§ FRAGMENTO FUENTE:
El país está sumido en un inmovilismo asfixiante que no le permite
articular siquiera simples medidas de sobrevivencia. La sociedad cubana
está harta de tantos fracasos y, si bien el miedo sigue funcionando, el
cansancio crece cada día más. El activismo social muestra un
florecimiento en su articulación, aunque definitivamente necesita un
despegue para que sus demandas se escuchen con claridad y comiencen a
ser conocidas por toda la sociedad. Esta puja entre el poder totalitario
y las fuerzas democratizadoras es cada vez más ostensible. En un
entorno adverso, con su aliado vital en serios problemas, la elite
necesita replantearse el escenario futuro echando mano a cuanto recurso
tenga a su disposición.
El Gobierno solo espera ―como una inmediata y práctica salida― lograr
que EE UU elimine las restricciones económicas y comerciales, y así
poder recibir a corto plazo inversiones considerables. Sin embargo,
debido a los intentos fallidos por lograr concesiones unilaterales por
parte del Gobierno norteamericano, el poder se lanza a una campaña de
presión desde todos los frentes posibles para lograr un relajamiento de
las sanciones económicas y un futuro levantamiento del embargo.

Registros anotados de coordenadas
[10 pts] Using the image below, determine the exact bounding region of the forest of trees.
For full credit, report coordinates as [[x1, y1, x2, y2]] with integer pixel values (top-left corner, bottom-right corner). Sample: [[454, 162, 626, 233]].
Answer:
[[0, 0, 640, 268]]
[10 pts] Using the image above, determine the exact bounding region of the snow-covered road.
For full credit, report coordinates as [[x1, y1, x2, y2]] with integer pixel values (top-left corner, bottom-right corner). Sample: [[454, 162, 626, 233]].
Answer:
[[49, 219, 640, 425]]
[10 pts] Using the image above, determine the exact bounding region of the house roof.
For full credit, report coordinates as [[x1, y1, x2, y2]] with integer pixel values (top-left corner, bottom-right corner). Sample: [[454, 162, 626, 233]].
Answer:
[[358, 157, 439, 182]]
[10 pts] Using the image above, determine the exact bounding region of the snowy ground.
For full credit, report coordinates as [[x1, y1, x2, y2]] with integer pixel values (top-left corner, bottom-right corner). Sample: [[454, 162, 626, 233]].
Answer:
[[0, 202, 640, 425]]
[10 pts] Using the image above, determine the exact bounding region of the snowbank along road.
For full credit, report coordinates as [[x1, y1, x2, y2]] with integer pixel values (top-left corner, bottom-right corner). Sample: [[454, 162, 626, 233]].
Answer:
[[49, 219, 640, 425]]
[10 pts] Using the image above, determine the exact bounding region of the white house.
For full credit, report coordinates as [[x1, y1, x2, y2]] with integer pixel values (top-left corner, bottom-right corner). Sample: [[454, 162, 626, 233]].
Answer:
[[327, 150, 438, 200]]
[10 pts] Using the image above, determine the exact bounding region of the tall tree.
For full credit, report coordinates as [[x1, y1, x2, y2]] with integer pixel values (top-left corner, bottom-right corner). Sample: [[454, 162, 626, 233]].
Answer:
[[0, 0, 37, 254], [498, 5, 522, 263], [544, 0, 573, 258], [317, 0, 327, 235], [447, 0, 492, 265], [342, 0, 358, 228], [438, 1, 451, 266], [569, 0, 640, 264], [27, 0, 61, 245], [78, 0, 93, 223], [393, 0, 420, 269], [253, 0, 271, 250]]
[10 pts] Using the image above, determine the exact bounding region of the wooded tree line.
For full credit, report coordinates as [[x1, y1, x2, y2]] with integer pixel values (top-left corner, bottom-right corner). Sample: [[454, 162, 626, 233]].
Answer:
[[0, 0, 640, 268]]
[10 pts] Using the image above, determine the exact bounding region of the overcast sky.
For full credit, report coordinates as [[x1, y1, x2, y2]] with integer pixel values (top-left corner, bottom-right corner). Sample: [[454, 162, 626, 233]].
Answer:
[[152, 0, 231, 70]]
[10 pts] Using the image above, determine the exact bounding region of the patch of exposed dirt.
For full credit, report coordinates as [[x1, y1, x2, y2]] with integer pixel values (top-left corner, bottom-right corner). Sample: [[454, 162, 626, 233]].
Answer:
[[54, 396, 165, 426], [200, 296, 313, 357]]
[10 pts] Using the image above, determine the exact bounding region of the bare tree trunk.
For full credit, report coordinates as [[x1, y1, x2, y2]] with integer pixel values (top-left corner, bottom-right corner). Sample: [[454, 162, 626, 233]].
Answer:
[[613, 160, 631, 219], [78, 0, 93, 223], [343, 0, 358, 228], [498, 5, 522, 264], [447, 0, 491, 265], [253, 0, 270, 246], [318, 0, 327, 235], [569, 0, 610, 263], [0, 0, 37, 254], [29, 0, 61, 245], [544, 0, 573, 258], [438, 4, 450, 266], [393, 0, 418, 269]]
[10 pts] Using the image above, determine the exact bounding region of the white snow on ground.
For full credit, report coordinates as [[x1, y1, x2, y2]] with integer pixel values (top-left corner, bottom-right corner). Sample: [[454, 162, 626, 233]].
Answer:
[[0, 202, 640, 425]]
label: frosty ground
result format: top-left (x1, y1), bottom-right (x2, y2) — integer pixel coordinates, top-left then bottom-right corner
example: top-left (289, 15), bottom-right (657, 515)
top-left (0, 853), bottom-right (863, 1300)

...

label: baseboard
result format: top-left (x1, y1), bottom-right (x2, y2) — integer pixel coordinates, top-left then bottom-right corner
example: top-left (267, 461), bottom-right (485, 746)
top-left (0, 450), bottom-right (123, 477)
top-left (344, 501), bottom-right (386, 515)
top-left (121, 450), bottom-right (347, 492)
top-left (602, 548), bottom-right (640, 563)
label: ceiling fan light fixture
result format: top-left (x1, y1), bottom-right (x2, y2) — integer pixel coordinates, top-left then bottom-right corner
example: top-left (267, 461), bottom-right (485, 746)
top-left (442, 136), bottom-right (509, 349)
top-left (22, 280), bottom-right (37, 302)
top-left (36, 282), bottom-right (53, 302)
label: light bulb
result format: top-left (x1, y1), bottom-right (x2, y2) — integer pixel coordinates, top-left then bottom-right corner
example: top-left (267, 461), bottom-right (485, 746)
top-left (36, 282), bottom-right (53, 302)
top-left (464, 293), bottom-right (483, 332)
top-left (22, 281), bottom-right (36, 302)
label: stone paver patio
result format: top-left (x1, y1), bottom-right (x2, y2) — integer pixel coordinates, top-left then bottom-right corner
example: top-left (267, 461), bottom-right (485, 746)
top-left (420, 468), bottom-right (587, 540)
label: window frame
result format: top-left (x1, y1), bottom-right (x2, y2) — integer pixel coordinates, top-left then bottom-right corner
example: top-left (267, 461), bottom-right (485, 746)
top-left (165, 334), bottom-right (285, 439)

---

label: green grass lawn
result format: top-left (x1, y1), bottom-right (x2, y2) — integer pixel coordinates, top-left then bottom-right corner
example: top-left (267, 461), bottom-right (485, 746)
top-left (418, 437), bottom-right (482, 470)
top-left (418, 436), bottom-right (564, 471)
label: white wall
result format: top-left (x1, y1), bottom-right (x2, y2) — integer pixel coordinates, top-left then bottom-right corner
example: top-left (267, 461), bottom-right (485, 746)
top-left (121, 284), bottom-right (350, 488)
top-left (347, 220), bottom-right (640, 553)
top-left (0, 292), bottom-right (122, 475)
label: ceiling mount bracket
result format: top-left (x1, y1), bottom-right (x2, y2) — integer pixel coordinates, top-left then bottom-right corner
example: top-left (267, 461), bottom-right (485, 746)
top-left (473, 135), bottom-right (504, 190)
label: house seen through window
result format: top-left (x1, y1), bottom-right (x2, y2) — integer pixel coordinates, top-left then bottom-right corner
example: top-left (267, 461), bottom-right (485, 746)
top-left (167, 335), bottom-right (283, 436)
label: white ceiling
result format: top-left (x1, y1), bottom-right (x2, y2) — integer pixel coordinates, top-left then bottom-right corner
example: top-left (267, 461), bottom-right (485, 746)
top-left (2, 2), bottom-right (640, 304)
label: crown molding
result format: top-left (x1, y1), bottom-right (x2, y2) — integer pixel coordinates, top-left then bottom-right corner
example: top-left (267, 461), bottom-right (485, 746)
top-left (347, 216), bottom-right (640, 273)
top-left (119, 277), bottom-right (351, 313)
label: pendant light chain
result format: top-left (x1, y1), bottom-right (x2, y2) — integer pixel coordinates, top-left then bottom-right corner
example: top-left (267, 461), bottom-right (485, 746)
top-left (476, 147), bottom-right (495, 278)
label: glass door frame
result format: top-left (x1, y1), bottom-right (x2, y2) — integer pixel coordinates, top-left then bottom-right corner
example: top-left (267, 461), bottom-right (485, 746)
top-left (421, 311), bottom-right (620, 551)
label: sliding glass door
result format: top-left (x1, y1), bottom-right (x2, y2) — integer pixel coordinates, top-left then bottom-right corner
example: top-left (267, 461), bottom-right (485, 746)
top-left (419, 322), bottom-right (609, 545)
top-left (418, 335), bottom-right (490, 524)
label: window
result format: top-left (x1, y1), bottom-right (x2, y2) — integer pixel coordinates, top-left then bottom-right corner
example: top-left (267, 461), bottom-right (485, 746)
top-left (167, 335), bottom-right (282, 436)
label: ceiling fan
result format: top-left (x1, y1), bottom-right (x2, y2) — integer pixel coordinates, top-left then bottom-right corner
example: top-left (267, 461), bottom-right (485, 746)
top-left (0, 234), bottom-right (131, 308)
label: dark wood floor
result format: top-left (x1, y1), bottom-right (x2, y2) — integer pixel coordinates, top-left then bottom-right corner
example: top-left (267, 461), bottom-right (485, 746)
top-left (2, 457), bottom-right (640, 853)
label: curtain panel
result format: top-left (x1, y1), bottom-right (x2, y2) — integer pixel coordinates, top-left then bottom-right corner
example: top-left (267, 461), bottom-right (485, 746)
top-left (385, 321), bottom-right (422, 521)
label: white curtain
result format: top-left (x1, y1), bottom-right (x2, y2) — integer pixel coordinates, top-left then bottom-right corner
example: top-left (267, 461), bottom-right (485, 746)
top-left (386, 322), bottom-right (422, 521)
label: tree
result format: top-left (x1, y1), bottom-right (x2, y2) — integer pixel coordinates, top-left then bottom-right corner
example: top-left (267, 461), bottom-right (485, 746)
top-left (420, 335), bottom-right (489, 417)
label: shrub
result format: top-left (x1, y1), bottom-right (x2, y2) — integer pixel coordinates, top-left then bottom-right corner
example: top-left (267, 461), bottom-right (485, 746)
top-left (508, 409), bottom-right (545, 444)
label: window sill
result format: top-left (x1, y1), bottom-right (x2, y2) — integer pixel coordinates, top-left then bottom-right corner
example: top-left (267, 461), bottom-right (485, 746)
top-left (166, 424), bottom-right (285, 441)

§ CONSIGNA A:
Responde según el fragmento sobre Cuba:
(i) ¿Qué sigue funcionando en la sociedad cubana, aunque el cansancio crezca?
(ii) ¿Qué necesita el activismo social para que sus demandas se escuchen con claridad?
(iii) ¿Qué espera el Gobierno lograr de EE UU como salida inmediata y práctica?
§ CONSIGNA B: Devuelve cada línea de los registros que contenga la palabra "house". Se distinguen mayúsculas y minúsculas.

§ SOLUCIÓN DEL EJERCICIO A:
(i) El miedo.
(ii) Un despegue.
(iii) Que EE UU elimine las restricciones económicas y comerciales.

§ SOLUCIÓN DEL EJERCICIO B:
[10 pts] Using the image above, determine the exact bounding region of the house roof.
[10 pts] Using the image above, determine the exact bounding region of the white house.
label: house seen through window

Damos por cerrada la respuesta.